* What the task asks: Your task is to copy the material exactly.

* Data lines:
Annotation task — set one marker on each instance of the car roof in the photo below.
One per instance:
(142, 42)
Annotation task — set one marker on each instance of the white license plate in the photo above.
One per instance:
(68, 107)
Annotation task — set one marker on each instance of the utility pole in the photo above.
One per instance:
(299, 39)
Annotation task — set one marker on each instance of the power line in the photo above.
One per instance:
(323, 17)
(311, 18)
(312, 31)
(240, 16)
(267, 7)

* Exercise solution:
Annotation task — set one marker on each instance of the car roof in the photo below.
One per instance:
(142, 42)
Annotation task — set one marker on each instance of the white license plate in the photo above.
One per instance:
(68, 107)
Annotation task — set one marker on each instance of the utility pole in the photo above.
One per instance:
(299, 39)
Annotation task — set one marker on each instance of the power line in the photo above.
One per instance:
(323, 17)
(311, 18)
(312, 31)
(240, 16)
(267, 7)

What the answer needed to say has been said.